- [WRITTEN PROBLEM A] Print the passage of the lesson on attaining manhood starting with "We started out" and going on through "ups for failure.", word for word.

- [SELECTED PASSAGE]
start

Sunday, May 17, 2009

LESSON THIRTEEN


Objective

Attain Manhood

Example

This Sunday I set out to do Man Things...

I was attempting to fill the void my father had left behind, as well as get around to the things he would normally have been doing for me. After he passed away suddenly this winter the children and I decamped from our old house, an eternal renovation project, and moved into my mother's. This alone has led to many hilarious and frustrating developments which are a story for another time.

So my house has sat unused (disused) and has begun to show extreme signs of abandonment. I decided the best remedy for that and for a long Sunday stretching out into wherever, was that I wear the pants in the family and gather up the kids for a day of Man Chores.
We started out the morning on the porch with hot chocolate and a pair of binoculars prepared to watch the local wildlife wake up. As it turns out we were the local wildlife...so wild that we scared anything feathered or four footed away. So mostly we just slurped marshmallows and watched the leaves on trees close up. After fortifying ourselves with manly fried eggs and sausage we sauntered over to the homestead with a List.

Now I understand why men don't make lists...they are set ups for failure.

end

Items from a labeling collection
start

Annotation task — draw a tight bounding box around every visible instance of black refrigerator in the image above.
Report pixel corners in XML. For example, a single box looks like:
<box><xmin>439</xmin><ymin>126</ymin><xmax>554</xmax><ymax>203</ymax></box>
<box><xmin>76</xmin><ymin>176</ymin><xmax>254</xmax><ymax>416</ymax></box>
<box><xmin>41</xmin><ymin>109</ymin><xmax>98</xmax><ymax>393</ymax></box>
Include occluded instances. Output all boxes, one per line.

end

- [WRITTEN PROBLEM B] Return every one of the rows above, line for line, without any alteration.

- [WRITTEN REPLY A]
We started out the morning on the porch with hot chocolate and a pair of binoculars prepared to watch the local wildlife wake up. As it turns out we were the local wildlife...so wild that we scared anything feathered or four footed away. So mostly we just slurped marshmallows and watched the leaves on trees close up. After fortifying ourselves with manly fried eggs and sausage we sauntered over to the homestead with a List.

Now I understand why men don't make lists...they are set ups for failure.

- [WRITTEN REPLY B]
Annotation task — draw a tight bounding box around every visible instance of black refrigerator in the image above.
Report pixel corners in XML. For example, a single box looks like:
<box><xmin>439</xmin><ymin>126</ymin><xmax>554</xmax><ymax>203</ymax></box>
<box><xmin>76</xmin><ymin>176</ymin><xmax>254</xmax><ymax>416</ymax></box>
<box><xmin>41</xmin><ymin>109</ymin><xmax>98</xmax><ymax>393</ymax></box>
Include occluded instances. Output all boxes, one per line.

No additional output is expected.